▶ [WHAT THE TASK ASKS] Return exactly, please, the lines from the one containing "Point out the person" to the last line of the entries below, and nothing else, leaving pictures out.

• • • •

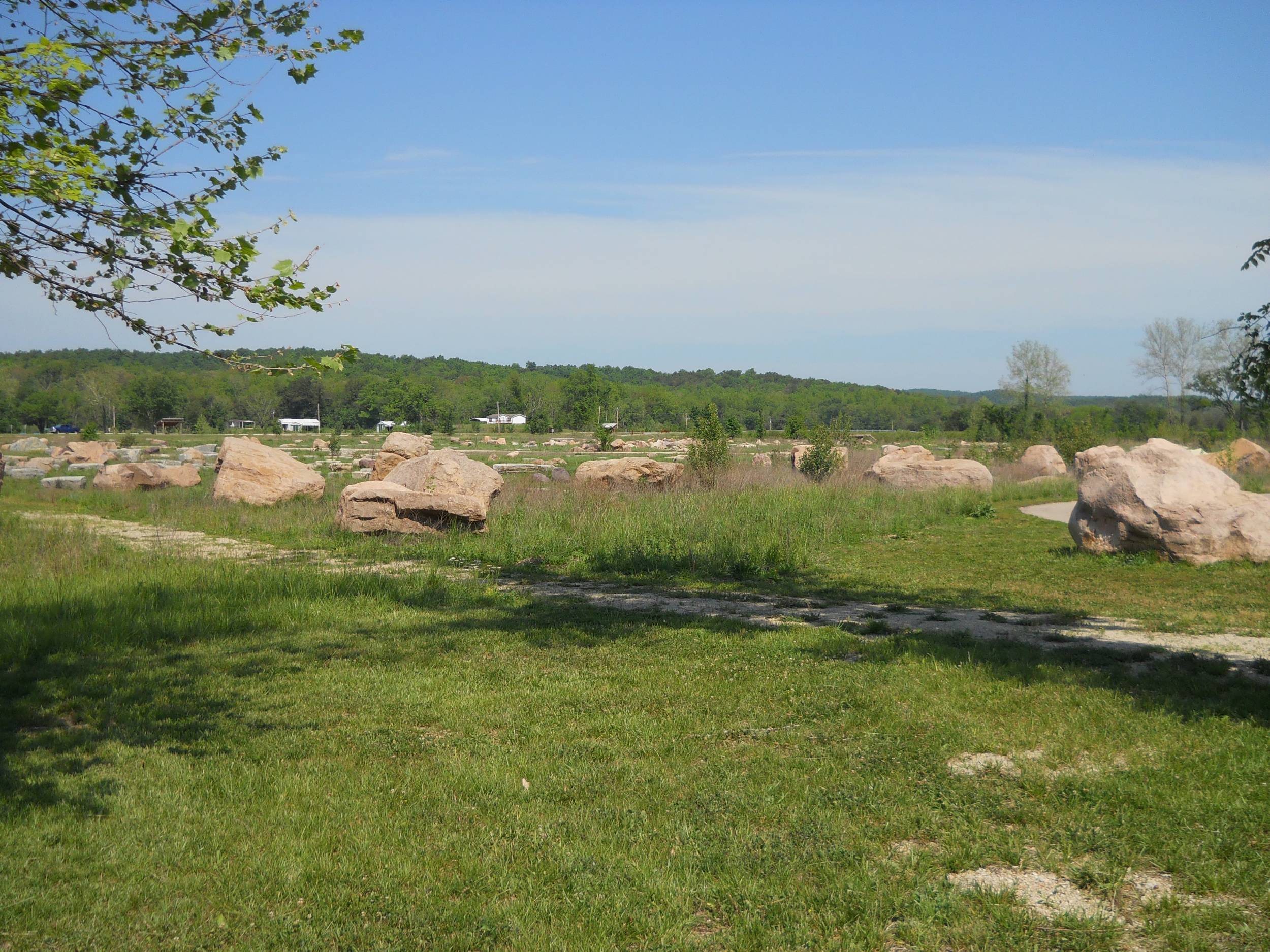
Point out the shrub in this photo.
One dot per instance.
(709, 457)
(821, 461)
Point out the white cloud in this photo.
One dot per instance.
(967, 249)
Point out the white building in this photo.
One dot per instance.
(504, 419)
(301, 423)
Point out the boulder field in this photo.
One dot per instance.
(629, 473)
(250, 473)
(427, 493)
(125, 478)
(916, 468)
(397, 450)
(1162, 498)
(1040, 463)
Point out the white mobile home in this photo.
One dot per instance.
(298, 424)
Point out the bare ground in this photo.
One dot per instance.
(1047, 633)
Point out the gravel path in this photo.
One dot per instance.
(1047, 633)
(1055, 512)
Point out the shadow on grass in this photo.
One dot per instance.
(128, 664)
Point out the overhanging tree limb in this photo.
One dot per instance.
(103, 101)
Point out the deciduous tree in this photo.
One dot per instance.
(122, 123)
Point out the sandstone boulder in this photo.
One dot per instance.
(448, 473)
(1040, 461)
(1161, 498)
(389, 507)
(630, 471)
(64, 481)
(1243, 456)
(397, 450)
(41, 463)
(916, 468)
(250, 473)
(87, 452)
(125, 478)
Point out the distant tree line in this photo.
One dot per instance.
(134, 390)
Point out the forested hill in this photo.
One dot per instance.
(135, 389)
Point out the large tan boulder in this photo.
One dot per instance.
(125, 478)
(389, 507)
(916, 468)
(1162, 498)
(1243, 456)
(247, 471)
(87, 452)
(448, 473)
(631, 471)
(397, 450)
(28, 445)
(1039, 463)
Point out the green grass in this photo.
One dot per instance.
(212, 756)
(770, 532)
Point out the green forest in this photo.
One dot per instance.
(133, 390)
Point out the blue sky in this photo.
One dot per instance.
(884, 193)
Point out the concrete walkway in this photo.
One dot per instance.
(1055, 512)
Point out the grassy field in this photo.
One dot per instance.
(761, 531)
(212, 756)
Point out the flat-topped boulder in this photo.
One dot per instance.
(629, 473)
(397, 450)
(1040, 461)
(126, 478)
(64, 481)
(448, 473)
(1162, 498)
(916, 468)
(28, 445)
(247, 471)
(389, 507)
(88, 452)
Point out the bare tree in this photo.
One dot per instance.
(1225, 348)
(1035, 372)
(1172, 352)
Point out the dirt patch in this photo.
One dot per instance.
(905, 848)
(976, 765)
(1042, 893)
(1040, 631)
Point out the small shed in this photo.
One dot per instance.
(298, 424)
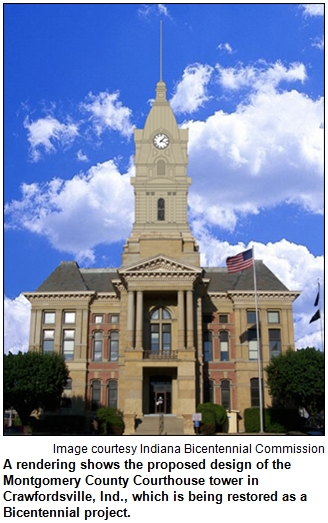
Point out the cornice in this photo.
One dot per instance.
(246, 296)
(58, 296)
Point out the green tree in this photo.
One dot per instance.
(298, 376)
(33, 381)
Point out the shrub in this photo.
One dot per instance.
(275, 420)
(110, 421)
(58, 424)
(213, 417)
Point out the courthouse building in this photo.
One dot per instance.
(161, 333)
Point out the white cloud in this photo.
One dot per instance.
(313, 9)
(190, 93)
(107, 112)
(293, 264)
(226, 48)
(48, 133)
(17, 314)
(148, 10)
(81, 157)
(319, 43)
(267, 152)
(78, 214)
(261, 76)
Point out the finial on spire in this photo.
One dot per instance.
(160, 52)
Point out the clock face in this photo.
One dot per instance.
(161, 141)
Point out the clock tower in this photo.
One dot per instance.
(161, 189)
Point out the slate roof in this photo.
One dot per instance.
(69, 277)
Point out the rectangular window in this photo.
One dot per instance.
(225, 394)
(273, 317)
(208, 391)
(98, 344)
(96, 395)
(274, 342)
(255, 392)
(154, 337)
(48, 342)
(207, 318)
(66, 399)
(69, 317)
(113, 352)
(251, 316)
(166, 337)
(112, 394)
(224, 346)
(207, 346)
(252, 344)
(49, 317)
(68, 344)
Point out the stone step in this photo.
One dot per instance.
(150, 426)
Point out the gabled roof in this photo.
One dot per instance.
(66, 277)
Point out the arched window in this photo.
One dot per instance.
(112, 394)
(161, 209)
(224, 346)
(225, 394)
(113, 346)
(97, 346)
(160, 331)
(96, 395)
(207, 345)
(160, 168)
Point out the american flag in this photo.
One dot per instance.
(242, 261)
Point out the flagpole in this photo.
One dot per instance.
(258, 346)
(322, 344)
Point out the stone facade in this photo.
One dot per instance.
(161, 333)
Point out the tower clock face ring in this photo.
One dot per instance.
(161, 141)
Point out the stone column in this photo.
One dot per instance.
(139, 319)
(130, 329)
(181, 333)
(190, 320)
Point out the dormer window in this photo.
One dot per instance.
(161, 209)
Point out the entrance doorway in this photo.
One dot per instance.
(160, 400)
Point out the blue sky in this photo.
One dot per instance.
(246, 79)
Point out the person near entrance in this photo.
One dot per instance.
(159, 404)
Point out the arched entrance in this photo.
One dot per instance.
(160, 394)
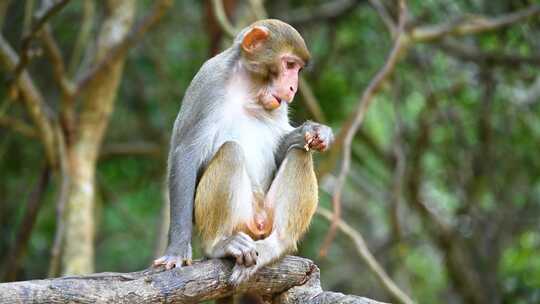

• • • •

▶ [COMPLETED TASK]
Point out the person near entrance in this photo.
One dot per instance.
(159, 404)
Point out the arched entrance in this photo.
One dot per instance.
(160, 394)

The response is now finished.